======== READING PASSAGE ========
As compared with the configuration in the related art wherein the sound source position candidates are provided equally in a frame, the algebraic sound source coding means using the sound source position candidates distributed leaning to the forward part of a frame accomplishes average characteristic improvement. Also as compared with the configuration in the related art wherein the sound source position candidates are concentrated on the one-pitch period section, another algebraic sound source coding means can suppress quality degradation in rising, etc., whereby particularly the hearing sense quality is improved.
According to the voice coding apparatus or the voice decoding apparatus of the invention, at least one of the sound source position candidates is determined to have a distribution leaning to the backward part of the current frame, whereby the algebraic sound source coding means and the algebraic sound source decoding means using the sound source position candidates having the backward leaning distribution are selected in the voice rising part, etc., for executing good coding and decoding. In a frame where good coding and decoding cannot be performed using the sound source position candidates having the backward leaning distribution, different algebraic sound source coding means and algebraic sound source decoding means are selected for executing coding and decoding without extreme degradation, so that voice coding apparatus and voice decoding apparatus which are good in quality although a low bit rate is applied can be provided.
As compared with the configuration in the related art wherein the sound source position candidates are provided equally in a frame, the algebraic sound source coding means using the sound source position candidates distributed leaning to the backward part of a frame can suppress quality degradation in rising, etc., whereby particularly the hearing sense quality is improved.
According to the voice coding apparatus of the invention, a plurality of algebraic sound source coding means for coding a sound source based on the sound source position and the polarity selected from among the sound source position candidates different in distribution lean in a frame are provided, at least one algebraic sound source coding means selects one or more sound source positions from within the range of a small number of samples starting at the frame top, and one of the algebraic sound source coding means is selected, so that voice coding apparatus that can perform coding using a sound source position candidate fitted to an input voice and is good in quality although a low bit rate is applied can be provided.
According to the voice coding apparatus of the invention, the position candidates for one sound source in at least one sound source position candidate used with each algebraic sound source coding means are limited within the range of a small number of samples from the frame top, whereby the problem of the discontinuous sense can be easily resolved without losing the feature of an algebraic sound source lessening the memory amount and the operation amount.
========
PROBLEMS TO WORK ON:
1) Repeat the voice coding passage word for word, starting with "According to the voice coding apparatus of the invention, the" and going on through "the operation amount.".
2) According to the voice coding passage, which problem can be easily resolved when the position candidates for one sound source are limited to a small number of samples from the frame top?
The entries that follow have no connection to the voice coding passage.
======== DATASET ========
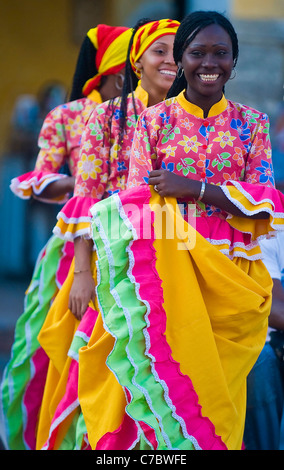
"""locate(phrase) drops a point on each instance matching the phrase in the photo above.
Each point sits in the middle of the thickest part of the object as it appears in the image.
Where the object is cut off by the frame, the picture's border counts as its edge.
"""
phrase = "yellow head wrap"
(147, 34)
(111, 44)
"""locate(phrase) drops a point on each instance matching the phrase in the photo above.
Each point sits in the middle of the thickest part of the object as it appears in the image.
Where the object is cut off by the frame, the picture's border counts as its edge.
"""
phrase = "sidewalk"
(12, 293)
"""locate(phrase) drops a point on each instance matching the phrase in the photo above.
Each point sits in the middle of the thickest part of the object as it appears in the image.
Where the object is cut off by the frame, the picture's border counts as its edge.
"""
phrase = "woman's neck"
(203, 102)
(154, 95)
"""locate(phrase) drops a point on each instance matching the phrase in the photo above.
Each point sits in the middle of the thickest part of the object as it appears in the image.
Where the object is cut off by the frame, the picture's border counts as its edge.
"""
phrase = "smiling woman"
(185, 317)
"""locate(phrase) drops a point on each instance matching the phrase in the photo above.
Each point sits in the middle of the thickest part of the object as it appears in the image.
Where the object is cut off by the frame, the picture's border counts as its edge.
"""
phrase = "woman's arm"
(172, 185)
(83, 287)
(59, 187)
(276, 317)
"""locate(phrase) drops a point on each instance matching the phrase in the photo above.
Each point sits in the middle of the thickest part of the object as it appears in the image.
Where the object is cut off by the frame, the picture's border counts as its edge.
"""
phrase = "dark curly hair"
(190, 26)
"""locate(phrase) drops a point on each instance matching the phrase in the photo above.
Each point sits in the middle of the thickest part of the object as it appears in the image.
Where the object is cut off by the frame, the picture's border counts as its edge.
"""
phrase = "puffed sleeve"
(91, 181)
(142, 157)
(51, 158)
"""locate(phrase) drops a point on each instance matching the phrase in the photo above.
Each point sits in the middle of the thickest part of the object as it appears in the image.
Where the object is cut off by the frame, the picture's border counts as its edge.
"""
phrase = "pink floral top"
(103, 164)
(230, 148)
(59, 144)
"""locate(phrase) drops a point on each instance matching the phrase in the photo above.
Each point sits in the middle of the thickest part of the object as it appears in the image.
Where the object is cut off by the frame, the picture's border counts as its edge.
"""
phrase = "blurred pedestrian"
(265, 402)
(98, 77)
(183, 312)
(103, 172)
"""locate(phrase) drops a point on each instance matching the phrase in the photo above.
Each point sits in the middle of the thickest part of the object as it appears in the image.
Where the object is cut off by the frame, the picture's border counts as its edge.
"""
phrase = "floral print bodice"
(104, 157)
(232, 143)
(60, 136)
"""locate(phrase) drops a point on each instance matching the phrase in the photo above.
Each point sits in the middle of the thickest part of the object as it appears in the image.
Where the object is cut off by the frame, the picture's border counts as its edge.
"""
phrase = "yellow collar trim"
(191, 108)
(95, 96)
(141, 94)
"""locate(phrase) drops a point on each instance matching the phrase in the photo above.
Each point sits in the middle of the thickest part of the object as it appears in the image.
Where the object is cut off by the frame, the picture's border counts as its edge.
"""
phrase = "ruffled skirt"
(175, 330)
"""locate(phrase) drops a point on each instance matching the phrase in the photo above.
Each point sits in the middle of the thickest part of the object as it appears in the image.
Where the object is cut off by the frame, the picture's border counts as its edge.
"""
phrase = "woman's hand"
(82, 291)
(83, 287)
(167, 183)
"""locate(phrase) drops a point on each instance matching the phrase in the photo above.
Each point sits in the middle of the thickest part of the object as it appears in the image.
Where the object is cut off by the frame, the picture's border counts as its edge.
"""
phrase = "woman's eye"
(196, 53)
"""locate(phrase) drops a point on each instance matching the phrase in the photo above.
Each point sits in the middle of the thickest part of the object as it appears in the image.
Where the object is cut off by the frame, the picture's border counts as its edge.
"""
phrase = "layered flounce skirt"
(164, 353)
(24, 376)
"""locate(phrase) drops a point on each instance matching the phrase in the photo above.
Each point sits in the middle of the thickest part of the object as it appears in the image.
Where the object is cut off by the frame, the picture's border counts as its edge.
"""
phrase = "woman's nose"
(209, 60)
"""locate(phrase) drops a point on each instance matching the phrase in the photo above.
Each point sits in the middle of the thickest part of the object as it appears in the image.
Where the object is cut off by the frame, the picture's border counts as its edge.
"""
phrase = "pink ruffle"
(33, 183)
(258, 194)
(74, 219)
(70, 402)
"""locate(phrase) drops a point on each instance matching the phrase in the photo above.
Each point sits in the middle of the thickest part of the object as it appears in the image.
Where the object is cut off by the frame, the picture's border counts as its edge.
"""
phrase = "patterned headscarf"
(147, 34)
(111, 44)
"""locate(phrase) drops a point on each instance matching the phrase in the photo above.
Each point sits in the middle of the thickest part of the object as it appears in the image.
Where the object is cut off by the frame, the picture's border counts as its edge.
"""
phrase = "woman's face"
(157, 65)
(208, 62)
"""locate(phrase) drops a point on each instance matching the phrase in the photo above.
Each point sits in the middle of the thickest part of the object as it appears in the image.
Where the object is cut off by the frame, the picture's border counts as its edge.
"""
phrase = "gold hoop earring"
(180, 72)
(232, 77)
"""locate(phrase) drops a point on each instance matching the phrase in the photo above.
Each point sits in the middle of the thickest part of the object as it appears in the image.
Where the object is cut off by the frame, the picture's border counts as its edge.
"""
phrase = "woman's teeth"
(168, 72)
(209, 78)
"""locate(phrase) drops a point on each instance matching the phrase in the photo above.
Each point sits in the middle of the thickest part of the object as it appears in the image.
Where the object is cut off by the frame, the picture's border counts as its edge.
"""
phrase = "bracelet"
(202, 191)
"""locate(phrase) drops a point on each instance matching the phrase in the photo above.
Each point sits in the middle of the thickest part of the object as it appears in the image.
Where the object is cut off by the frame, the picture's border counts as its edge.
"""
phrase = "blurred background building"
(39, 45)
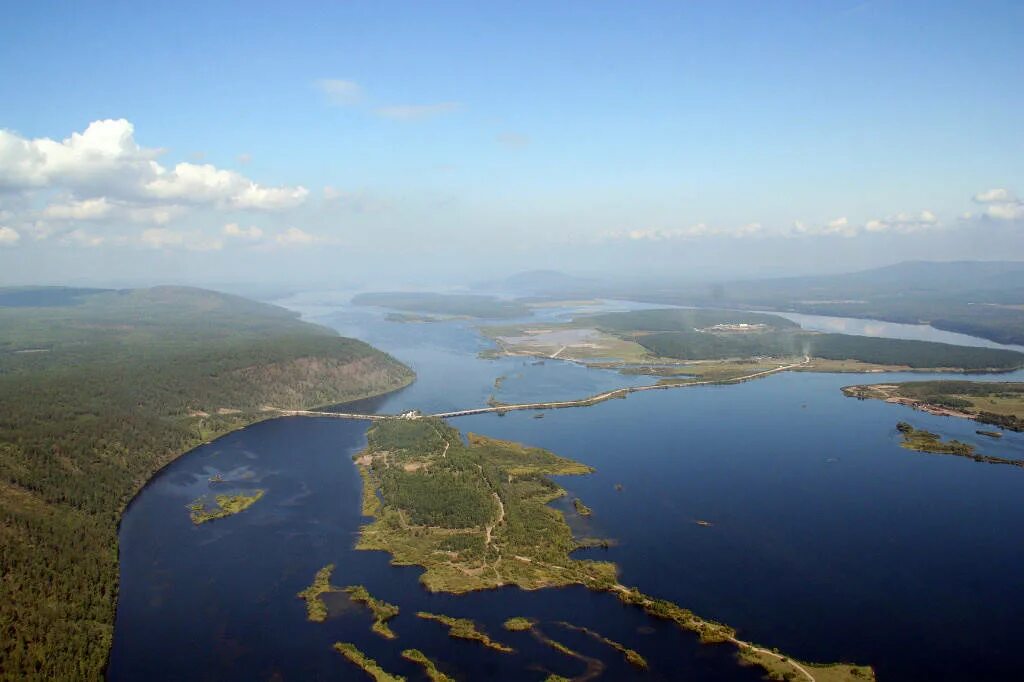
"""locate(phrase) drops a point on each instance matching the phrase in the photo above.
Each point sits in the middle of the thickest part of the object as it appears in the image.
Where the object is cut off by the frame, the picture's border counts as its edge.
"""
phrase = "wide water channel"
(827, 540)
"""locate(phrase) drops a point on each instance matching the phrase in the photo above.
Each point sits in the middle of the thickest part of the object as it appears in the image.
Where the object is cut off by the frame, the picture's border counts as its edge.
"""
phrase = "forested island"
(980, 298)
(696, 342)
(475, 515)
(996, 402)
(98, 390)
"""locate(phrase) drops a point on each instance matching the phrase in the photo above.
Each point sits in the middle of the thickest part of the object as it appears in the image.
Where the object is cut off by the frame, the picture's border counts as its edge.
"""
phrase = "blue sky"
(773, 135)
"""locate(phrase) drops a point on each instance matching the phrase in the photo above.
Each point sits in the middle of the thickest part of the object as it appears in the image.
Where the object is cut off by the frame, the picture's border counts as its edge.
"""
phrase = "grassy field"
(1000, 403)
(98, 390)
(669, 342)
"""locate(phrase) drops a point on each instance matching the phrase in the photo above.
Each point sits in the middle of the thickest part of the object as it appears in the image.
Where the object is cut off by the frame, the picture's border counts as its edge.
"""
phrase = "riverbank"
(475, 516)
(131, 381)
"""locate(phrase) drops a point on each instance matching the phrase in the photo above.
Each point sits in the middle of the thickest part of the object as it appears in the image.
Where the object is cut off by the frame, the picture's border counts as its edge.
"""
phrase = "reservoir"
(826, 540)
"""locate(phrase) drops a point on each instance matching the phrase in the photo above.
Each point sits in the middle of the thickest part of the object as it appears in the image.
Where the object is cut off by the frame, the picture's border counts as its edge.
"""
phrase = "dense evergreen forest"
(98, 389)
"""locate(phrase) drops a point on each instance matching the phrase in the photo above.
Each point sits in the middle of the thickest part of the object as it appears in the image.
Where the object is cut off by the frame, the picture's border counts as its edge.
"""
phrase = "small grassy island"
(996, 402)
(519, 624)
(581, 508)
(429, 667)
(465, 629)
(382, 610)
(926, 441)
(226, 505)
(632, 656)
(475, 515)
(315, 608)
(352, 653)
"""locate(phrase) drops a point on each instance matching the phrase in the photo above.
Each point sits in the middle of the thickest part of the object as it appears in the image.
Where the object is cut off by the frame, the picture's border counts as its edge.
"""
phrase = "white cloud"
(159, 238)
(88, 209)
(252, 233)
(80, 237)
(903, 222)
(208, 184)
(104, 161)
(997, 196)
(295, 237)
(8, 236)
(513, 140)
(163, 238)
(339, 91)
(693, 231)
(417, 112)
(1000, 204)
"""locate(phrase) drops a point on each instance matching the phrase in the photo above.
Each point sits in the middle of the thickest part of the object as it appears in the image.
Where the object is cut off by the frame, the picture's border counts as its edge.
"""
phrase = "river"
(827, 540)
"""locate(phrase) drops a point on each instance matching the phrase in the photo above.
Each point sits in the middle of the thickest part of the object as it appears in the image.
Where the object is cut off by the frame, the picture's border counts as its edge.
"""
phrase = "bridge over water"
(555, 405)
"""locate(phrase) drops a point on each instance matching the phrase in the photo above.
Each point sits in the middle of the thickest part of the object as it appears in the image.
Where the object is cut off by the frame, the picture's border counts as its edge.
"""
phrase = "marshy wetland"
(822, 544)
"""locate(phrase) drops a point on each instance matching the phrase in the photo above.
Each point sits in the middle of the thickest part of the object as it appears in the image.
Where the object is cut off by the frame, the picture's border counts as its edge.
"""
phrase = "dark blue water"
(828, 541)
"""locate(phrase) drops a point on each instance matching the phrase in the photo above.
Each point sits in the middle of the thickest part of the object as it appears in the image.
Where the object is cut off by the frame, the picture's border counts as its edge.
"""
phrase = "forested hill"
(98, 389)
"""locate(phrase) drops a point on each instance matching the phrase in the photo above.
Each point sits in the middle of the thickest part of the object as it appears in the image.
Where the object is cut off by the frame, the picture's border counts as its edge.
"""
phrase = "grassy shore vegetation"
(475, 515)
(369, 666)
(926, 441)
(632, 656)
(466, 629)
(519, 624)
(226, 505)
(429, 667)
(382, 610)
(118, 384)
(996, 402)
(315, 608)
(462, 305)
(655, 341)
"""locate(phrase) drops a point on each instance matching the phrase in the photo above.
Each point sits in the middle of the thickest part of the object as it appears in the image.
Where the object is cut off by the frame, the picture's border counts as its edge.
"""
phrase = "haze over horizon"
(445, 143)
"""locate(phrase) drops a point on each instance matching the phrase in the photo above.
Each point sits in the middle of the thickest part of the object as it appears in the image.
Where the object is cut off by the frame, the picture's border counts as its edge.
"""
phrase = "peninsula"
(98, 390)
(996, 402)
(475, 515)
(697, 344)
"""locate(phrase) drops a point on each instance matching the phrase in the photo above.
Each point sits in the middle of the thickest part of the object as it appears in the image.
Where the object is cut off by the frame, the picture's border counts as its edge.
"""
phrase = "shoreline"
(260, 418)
========
WRITTEN RESPONSES:
1)
According to the voice coding apparatus of the invention, the position candidates for one sound source in at least one sound source position candidate used with each algebraic sound source coding means are limited within the range of a small number of samples from the frame top, whereby the problem of the discontinuous sense can be easily resolved without losing the feature of an algebraic sound source lessening the memory amount and the operation amount.

2) The problem of the discontinuous sense.